───── TEXT EXCERPT ─────
WASHINGTON. The president of the U.S. Conference of Catholic Bishops urged all people of goodwill to commemorate the life and legacy of the Rev. Martin Luther King Jr. on the Jan. 17 holiday named for him by remembering “not only the justice he pursued, but how he pursued it.”
The civil rights leader “was driven by the biblical vision of righteousness and truth, a vision that he understood to be reflected in our nation’s founding documents,” Los Angeles Archbishop José H. Gomez said in a Jan. 15 statement.
“He believed in what he called the ‘American creed,’ the belief expressed by our founders that all men and women are created equal and endowed by God with a sacred dignity and undeniable rights to life, liberty and equality,” the prelate added.
Rev. King, who was assassinated in 1968 at age 39, would have turned 93 Jan. 15. Martin Luther King Jr. Day is observed on the third Monday of January each year.
Today, 54 years after his death, “America faces many challenges,” Archbishop Gomez said. Among them, he said, are “this ongoing pandemic, issues of economic inequality and racial discrimination, violence in our communities, the struggle to welcome immigrants and refugees.”
“In recent years, our nation has also become more polarized and our divisions angrier,” he said.
In looking to the future, “let us continue to draw from Rev. King’s wisdom, especially his commitment to the beatitudes of Jesus, and the principles of nonviolence and love for our enemies,” Archbishop Gomez urged.
─────
▸ **PROBLEMS TO WORK ON**:
• A. In the King Day article, at what age was Rev. King assassinated?
• B. In the King Day article, what is the part that opens with the words containing "Rev. King, who" and closes with "January each year."? Copy it word for word.
The rows after this are separate material, unrelated to the King Day article.
───── ENTRIES SHOWN ─────
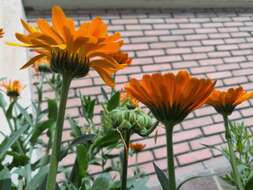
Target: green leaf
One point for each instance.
(40, 128)
(75, 129)
(163, 179)
(2, 101)
(38, 179)
(249, 184)
(82, 159)
(9, 110)
(84, 139)
(114, 101)
(102, 182)
(52, 109)
(104, 93)
(109, 138)
(5, 184)
(25, 114)
(8, 142)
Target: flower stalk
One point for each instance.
(57, 137)
(170, 157)
(233, 163)
(126, 136)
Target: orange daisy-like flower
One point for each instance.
(42, 65)
(1, 32)
(225, 101)
(12, 88)
(171, 97)
(137, 147)
(124, 97)
(73, 50)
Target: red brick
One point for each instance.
(219, 35)
(210, 62)
(138, 27)
(228, 67)
(235, 80)
(185, 64)
(142, 61)
(213, 129)
(212, 25)
(197, 122)
(132, 47)
(159, 45)
(187, 135)
(227, 47)
(188, 43)
(194, 56)
(198, 70)
(219, 75)
(131, 33)
(165, 26)
(213, 42)
(234, 59)
(194, 157)
(171, 38)
(144, 39)
(212, 140)
(124, 21)
(161, 59)
(150, 53)
(156, 32)
(182, 31)
(203, 49)
(189, 25)
(196, 37)
(219, 54)
(178, 50)
(156, 67)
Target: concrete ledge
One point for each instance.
(114, 4)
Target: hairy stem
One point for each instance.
(170, 157)
(57, 136)
(239, 185)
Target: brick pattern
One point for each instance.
(208, 43)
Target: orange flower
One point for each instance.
(171, 97)
(124, 97)
(42, 65)
(90, 45)
(137, 147)
(225, 101)
(12, 88)
(1, 32)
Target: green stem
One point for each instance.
(233, 163)
(57, 137)
(125, 161)
(170, 157)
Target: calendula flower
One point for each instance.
(73, 50)
(171, 97)
(124, 97)
(1, 32)
(42, 65)
(137, 147)
(12, 88)
(225, 101)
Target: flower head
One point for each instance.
(1, 32)
(171, 97)
(225, 101)
(137, 147)
(12, 88)
(124, 97)
(42, 65)
(90, 45)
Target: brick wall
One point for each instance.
(208, 43)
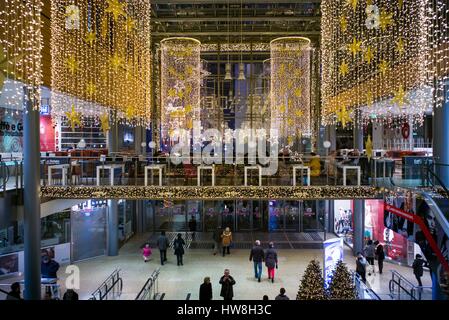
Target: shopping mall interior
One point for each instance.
(319, 128)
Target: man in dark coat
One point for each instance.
(227, 282)
(162, 244)
(257, 256)
(380, 255)
(418, 268)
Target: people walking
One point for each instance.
(227, 282)
(226, 240)
(192, 226)
(257, 256)
(178, 245)
(162, 244)
(146, 252)
(380, 255)
(271, 261)
(361, 266)
(418, 268)
(206, 290)
(281, 295)
(14, 294)
(216, 237)
(369, 252)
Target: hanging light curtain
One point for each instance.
(180, 84)
(290, 87)
(101, 61)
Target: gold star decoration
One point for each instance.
(369, 55)
(400, 46)
(344, 68)
(130, 25)
(369, 98)
(129, 113)
(399, 97)
(383, 67)
(91, 88)
(116, 8)
(90, 38)
(343, 116)
(72, 64)
(343, 23)
(116, 61)
(385, 19)
(104, 122)
(352, 3)
(172, 92)
(5, 64)
(354, 47)
(73, 117)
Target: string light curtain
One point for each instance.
(290, 87)
(180, 84)
(374, 58)
(20, 51)
(101, 61)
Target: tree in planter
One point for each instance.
(312, 283)
(341, 286)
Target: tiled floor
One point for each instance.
(177, 281)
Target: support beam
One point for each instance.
(441, 138)
(359, 226)
(32, 216)
(112, 227)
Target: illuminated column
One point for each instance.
(290, 87)
(180, 84)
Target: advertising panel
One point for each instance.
(333, 252)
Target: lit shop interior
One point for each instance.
(287, 121)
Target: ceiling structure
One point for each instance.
(214, 21)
─────
▸ **EXERCISE ANSWERS**:
• A. 39

• B.
Rev. King, who was assassinated in 1968 at age 39, would have turned 93 Jan. 15. Martin Luther King Jr. Day is observed on the third Monday of January each year.